__Job__: How many lines in the data below contain the string "target", with case counting? Reply with only the number.

Excerpts from a segmentation dataset
· · · · · · ·
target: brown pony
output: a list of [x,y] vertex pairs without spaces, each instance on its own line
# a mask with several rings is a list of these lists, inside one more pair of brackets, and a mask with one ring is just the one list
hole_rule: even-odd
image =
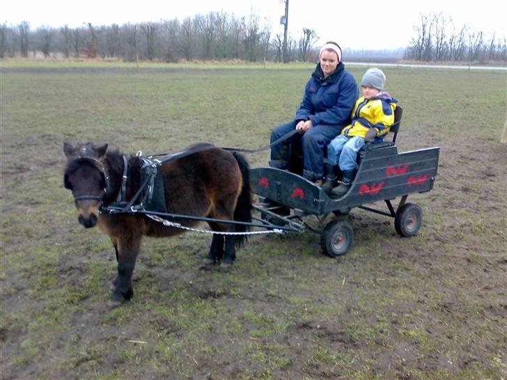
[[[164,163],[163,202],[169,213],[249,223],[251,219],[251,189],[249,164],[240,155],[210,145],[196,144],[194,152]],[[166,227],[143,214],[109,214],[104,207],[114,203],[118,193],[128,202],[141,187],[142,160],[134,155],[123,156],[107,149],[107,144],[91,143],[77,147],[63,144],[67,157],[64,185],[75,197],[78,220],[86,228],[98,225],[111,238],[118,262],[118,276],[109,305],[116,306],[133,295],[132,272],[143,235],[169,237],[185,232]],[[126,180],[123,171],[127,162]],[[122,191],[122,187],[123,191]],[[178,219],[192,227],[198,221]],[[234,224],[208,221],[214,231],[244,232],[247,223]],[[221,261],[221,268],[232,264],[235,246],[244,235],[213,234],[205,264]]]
· · · · · · ·
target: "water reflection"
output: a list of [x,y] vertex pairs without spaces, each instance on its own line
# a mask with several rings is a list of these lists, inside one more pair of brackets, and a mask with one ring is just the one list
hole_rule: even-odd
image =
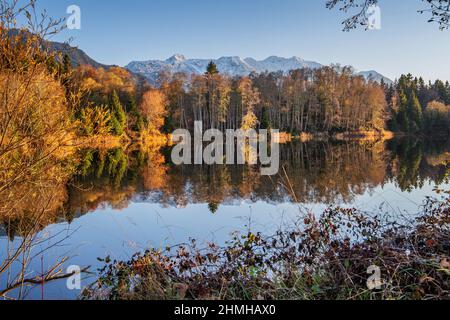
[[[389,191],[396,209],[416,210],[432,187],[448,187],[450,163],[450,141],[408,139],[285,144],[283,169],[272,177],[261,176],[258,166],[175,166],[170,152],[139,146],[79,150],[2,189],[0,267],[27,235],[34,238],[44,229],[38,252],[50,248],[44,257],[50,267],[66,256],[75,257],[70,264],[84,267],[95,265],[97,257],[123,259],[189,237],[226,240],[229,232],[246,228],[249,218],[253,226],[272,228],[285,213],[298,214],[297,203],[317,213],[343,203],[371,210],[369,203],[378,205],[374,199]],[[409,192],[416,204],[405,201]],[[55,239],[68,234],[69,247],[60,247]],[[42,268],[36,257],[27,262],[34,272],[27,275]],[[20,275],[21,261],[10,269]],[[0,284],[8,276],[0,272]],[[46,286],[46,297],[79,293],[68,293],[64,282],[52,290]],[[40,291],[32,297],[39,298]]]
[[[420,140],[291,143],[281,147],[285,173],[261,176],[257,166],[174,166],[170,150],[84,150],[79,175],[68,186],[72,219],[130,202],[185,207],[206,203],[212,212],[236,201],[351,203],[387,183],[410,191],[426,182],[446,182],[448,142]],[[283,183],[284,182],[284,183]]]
· · · · · · ·
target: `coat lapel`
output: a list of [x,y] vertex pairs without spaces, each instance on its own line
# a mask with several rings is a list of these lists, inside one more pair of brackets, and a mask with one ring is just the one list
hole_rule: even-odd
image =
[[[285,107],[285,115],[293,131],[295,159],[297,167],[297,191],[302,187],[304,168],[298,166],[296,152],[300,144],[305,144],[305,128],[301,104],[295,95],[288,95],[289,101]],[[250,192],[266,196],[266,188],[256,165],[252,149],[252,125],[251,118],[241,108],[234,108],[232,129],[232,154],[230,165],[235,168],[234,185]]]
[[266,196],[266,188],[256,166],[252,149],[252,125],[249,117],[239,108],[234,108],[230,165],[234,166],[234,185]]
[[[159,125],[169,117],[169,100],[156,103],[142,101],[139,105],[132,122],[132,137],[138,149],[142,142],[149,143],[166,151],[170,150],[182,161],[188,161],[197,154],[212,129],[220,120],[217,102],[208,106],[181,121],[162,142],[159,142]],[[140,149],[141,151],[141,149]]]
· · · · · · ·
__Answer to the problem__: 3